> Given entries:
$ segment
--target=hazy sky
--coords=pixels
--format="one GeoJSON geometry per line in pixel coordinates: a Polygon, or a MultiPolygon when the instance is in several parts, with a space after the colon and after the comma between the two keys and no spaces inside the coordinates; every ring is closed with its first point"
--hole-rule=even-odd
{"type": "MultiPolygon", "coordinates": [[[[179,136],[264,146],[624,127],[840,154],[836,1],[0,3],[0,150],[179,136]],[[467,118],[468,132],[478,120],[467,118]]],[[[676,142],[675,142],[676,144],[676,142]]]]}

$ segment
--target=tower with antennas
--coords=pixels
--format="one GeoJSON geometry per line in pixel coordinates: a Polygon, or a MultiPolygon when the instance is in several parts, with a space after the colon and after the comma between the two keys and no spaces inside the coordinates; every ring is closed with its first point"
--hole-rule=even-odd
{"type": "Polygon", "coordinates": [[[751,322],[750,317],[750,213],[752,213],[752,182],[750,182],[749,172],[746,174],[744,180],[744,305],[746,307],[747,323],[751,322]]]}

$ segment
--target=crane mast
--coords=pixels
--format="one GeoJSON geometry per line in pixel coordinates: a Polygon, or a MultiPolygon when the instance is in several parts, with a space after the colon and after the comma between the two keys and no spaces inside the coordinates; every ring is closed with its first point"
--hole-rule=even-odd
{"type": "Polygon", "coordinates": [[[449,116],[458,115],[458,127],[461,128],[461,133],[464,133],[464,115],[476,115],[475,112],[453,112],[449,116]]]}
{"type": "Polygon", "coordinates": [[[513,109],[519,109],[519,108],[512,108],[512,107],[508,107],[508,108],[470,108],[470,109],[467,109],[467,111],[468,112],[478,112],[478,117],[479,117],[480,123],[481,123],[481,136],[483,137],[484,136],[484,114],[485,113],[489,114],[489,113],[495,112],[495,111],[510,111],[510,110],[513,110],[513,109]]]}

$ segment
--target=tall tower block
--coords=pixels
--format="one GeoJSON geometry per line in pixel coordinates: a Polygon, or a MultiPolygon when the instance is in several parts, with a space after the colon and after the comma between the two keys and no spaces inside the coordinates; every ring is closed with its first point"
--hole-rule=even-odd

> Instructions for the task:
Find the word "target" in the entries above, then copy each line that holds it.

> Written answer:
--target=hazy sky
--target=tower with antennas
--target=crane mast
--target=tall tower block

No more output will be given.